(Location identification lines)
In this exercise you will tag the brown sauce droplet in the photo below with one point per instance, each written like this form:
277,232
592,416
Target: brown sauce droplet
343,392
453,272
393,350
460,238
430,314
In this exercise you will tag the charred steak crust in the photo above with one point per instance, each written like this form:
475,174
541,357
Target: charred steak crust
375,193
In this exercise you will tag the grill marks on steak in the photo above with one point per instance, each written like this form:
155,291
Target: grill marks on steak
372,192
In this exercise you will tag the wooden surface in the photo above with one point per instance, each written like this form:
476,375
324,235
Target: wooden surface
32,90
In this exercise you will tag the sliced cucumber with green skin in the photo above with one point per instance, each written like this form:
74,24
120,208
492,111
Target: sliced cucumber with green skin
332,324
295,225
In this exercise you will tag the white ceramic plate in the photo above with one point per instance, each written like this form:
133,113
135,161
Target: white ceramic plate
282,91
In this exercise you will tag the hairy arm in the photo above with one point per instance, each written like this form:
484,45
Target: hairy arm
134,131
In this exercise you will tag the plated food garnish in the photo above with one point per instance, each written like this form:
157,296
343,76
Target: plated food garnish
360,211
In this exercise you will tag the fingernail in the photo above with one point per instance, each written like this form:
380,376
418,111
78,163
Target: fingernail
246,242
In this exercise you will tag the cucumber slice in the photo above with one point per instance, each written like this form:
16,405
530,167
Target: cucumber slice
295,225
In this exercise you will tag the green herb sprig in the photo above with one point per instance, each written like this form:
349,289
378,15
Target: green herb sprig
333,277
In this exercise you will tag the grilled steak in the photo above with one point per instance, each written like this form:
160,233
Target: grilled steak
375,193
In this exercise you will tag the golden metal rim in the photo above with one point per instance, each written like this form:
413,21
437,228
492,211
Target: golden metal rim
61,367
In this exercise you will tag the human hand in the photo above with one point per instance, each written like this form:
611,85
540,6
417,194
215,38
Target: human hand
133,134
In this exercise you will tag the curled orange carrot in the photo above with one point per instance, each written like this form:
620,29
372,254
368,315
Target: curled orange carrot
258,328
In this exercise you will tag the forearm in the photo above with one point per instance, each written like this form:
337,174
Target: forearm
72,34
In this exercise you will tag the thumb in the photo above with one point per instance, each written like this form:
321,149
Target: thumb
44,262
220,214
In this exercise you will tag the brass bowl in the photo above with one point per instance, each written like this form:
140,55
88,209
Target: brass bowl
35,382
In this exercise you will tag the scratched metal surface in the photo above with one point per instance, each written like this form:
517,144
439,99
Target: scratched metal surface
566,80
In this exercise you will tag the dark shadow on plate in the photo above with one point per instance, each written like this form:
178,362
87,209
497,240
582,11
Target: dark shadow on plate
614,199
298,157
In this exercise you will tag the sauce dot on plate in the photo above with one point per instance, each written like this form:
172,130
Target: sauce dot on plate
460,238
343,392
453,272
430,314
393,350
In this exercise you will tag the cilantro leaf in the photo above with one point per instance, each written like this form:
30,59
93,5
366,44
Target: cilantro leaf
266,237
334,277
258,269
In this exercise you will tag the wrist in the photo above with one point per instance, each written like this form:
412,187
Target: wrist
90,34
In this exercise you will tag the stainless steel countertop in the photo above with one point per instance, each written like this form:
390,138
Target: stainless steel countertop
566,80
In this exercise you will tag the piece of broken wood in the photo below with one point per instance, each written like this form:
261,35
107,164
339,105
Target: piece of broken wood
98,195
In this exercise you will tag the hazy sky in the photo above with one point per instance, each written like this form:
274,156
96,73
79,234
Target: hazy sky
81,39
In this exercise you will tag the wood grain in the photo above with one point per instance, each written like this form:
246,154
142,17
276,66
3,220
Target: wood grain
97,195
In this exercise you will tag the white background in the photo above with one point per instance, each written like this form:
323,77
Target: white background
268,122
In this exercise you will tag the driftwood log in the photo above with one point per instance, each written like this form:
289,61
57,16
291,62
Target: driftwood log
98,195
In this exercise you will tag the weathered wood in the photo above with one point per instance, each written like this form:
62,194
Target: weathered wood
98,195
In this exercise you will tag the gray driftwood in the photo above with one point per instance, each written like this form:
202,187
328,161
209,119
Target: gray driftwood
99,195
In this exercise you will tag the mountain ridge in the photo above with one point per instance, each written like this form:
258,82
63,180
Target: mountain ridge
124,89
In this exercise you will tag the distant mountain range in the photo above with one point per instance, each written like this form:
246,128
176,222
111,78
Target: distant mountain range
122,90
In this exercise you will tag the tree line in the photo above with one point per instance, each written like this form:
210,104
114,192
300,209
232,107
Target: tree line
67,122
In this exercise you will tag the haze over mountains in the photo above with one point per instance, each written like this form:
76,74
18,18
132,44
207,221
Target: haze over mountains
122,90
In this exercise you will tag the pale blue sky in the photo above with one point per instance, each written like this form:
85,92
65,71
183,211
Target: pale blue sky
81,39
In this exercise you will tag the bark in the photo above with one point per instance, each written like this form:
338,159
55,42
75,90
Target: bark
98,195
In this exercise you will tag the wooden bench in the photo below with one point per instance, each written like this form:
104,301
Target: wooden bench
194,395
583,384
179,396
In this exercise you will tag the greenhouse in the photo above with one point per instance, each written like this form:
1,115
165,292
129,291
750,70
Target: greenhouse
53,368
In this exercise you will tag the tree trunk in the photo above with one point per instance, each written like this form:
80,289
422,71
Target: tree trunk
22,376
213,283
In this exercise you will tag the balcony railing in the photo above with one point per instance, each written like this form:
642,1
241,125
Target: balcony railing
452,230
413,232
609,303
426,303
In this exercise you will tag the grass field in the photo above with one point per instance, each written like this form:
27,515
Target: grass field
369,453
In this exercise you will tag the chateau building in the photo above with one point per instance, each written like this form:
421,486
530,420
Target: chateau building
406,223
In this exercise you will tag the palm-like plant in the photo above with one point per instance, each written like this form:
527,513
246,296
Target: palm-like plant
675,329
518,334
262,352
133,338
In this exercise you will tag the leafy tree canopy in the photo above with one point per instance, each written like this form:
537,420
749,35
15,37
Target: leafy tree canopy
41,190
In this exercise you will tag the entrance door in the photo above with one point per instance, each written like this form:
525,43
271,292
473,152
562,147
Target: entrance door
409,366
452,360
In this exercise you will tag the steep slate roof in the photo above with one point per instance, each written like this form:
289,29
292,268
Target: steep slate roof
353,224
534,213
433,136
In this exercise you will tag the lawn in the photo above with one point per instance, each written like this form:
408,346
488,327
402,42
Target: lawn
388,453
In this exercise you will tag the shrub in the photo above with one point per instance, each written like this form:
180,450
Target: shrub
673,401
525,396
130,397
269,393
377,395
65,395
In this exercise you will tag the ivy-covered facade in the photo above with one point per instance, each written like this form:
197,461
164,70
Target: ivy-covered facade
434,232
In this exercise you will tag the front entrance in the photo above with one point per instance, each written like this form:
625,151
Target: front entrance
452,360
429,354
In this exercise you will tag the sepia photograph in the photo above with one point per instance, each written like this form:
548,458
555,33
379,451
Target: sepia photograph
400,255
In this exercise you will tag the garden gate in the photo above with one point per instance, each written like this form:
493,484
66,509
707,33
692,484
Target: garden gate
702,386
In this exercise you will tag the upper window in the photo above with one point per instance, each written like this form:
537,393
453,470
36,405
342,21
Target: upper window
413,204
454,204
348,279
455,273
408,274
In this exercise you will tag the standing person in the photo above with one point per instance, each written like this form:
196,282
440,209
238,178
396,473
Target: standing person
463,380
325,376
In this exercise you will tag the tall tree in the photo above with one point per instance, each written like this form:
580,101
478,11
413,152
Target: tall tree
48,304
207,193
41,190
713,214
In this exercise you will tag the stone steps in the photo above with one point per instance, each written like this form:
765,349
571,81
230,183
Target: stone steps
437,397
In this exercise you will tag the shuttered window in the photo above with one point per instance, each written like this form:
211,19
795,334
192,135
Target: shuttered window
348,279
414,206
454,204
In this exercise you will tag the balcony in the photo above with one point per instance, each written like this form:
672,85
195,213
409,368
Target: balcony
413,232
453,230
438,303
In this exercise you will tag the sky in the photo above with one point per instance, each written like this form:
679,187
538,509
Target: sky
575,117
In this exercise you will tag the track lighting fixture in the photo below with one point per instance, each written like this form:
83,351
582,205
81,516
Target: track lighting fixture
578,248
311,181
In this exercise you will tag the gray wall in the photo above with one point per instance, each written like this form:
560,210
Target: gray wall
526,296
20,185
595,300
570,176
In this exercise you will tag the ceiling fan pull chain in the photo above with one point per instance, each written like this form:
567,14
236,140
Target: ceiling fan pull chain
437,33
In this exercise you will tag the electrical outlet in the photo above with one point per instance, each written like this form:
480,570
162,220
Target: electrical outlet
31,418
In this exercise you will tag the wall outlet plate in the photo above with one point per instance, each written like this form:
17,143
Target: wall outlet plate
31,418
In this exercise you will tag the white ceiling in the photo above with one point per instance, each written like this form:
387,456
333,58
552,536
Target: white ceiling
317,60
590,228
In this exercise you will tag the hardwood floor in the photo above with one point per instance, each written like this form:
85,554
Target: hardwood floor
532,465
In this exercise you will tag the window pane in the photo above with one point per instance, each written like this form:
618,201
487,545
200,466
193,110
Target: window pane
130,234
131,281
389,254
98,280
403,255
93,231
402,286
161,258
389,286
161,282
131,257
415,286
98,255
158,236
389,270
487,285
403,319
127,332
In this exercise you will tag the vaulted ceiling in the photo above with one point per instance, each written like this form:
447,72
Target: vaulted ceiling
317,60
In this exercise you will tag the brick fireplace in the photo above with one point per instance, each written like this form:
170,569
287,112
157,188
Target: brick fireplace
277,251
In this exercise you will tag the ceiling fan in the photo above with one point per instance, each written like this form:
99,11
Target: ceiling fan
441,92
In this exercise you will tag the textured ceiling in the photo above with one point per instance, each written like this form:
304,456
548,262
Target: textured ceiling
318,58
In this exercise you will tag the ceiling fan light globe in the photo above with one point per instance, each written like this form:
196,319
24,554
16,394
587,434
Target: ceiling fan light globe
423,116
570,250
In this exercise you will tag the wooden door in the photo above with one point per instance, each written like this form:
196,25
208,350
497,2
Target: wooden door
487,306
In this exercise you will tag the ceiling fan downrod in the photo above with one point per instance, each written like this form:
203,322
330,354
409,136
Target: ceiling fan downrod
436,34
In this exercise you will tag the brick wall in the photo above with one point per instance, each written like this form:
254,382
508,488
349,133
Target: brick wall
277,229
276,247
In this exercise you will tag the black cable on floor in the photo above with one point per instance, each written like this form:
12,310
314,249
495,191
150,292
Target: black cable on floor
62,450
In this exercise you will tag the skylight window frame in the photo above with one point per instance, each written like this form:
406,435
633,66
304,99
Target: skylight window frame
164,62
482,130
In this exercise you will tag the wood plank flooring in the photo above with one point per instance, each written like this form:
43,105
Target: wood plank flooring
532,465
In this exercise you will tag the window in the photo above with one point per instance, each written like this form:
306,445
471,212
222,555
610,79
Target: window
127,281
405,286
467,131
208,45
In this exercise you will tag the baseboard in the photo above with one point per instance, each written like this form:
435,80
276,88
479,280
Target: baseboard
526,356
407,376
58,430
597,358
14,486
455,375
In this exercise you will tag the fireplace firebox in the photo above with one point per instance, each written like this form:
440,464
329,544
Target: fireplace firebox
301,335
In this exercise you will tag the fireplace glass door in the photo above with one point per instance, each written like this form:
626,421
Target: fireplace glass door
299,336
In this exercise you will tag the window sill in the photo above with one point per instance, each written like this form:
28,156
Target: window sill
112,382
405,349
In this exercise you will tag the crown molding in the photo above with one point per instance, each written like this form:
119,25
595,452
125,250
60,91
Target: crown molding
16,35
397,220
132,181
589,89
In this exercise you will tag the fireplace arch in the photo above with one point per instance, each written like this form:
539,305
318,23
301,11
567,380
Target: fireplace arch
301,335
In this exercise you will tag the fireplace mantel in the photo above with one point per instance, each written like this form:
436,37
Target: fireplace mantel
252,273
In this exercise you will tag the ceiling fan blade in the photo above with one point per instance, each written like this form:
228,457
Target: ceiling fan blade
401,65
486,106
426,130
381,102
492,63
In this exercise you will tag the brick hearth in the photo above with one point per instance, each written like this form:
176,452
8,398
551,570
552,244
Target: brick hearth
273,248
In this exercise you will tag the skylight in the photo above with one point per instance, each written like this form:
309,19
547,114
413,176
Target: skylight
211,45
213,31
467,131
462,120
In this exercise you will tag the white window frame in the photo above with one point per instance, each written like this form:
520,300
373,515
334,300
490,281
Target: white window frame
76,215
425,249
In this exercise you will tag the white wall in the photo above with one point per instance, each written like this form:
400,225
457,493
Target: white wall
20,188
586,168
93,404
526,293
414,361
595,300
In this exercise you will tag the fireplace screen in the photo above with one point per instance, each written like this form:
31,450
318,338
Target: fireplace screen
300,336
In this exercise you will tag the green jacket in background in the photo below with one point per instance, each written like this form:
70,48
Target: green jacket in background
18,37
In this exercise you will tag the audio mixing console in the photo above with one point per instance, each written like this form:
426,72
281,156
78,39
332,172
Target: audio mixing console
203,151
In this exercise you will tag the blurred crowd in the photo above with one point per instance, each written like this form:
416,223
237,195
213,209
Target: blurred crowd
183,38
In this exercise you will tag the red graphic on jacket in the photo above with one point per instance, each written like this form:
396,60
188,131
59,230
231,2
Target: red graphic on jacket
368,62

WHAT IS NEEDED
Reproduce every line from the line with "In this exercise you will tag the blurred" through the last line, requests included. Multiply each answer coordinate by 2.55 and round to the nearest whole number, with halves going up, while leaving the numbers in the requests and their format samples unchanged.

COMPLETED TASK
In this exercise you will tag the blurred crowd in the photo above with one point per instance, each written like this form:
416,223
237,195
213,209
Target: blurred crowd
467,97
In this exercise you will tag the red graphic on jacket in the photo above with one point per instance, each written like this form:
396,60
188,131
59,230
231,2
Target: red graphic on jacket
938,158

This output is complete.